__TASK__: Rewrite everything in the matplotlib question from "ax1 = fig.add_subplot(111)" down to "fig = plt.gcf()", replacing "circle_max" with "circle_outer".

__SOURCE PASSAGE__:
▼▼▼
Here I tried to add the polar plot on top of the Cartesian grid,but what I got instead was 2 separate figures(one polar another Cartesian),I want this polar figure to be embedded in the Cartesian plot. Also I have used some of the code previously available as I am new to matplotlib.
from pylab import *
import matplotlib.pyplot as plt
x = [0,10,-3,-10]
y = [0,10,1,-10]
color=['w','w','w','w']
fig = plt.figure()
ax1 = fig.add_subplot(111)
scatter(x,y, s=100 ,marker='.', c=color,edgecolor='w')
circle1=plt.Circle((0,0),5,color='r',fill=False)
circle_min=plt.Circle((0,0),4.5,color='g',fill=False)
circle_max=plt.Circle((0,0),5.445,color='b',fill=False)
fig = plt.gcf()
fig.gca().add_artist(circle1)
fig.gca().add_artist(circle_min)
▲▲▲
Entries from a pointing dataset
▼▼▼
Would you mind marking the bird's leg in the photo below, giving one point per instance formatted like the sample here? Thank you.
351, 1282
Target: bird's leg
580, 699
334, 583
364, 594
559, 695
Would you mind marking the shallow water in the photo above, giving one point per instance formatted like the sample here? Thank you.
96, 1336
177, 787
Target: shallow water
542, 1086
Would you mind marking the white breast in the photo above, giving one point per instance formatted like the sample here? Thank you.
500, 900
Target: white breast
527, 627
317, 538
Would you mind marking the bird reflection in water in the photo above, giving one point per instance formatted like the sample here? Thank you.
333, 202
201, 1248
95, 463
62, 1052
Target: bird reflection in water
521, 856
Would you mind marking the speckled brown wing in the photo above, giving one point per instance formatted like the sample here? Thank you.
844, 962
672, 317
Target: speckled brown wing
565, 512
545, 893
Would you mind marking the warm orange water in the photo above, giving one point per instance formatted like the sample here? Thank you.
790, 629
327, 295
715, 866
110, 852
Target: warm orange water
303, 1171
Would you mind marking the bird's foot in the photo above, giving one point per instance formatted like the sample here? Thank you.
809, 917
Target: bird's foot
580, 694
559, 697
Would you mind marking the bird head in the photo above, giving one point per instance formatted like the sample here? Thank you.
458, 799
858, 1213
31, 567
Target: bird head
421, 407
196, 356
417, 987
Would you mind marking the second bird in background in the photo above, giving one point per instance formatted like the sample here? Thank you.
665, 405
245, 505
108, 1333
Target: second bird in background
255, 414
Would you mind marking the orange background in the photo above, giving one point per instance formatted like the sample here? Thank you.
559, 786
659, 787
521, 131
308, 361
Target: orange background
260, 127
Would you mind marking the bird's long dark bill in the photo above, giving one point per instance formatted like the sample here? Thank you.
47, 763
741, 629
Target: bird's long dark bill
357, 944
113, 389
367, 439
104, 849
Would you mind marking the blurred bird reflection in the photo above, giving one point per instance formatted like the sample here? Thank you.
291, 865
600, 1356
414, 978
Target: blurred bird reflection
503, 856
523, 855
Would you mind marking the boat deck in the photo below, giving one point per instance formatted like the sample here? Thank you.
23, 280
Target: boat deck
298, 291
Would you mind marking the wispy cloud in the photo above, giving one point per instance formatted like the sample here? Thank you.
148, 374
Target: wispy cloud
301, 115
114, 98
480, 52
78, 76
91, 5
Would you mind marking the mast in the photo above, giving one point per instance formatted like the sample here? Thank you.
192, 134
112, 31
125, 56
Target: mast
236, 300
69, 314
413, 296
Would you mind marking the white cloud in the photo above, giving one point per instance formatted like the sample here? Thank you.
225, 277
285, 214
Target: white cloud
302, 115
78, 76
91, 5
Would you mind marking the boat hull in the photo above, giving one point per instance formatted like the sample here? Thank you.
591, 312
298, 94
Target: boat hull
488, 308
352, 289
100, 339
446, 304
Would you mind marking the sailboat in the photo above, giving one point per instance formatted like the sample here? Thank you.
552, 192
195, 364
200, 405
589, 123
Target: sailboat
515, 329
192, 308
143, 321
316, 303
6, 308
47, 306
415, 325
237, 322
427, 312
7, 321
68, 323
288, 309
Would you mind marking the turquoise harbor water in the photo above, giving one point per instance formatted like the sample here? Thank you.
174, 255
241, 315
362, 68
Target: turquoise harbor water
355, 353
▲▲▲
__WRITTEN ANSWER__:
ax1 = fig.add_subplot(111)
scatter(x,y, s=100 ,marker='.', c=color,edgecolor='w')
circle1=plt.Circle((0,0),5,color='r',fill=False)
circle_min=plt.Circle((0,0),4.5,color='g',fill=False)
circle_outer=plt.Circle((0,0),5.445,color='b',fill=False)
fig = plt.gcf()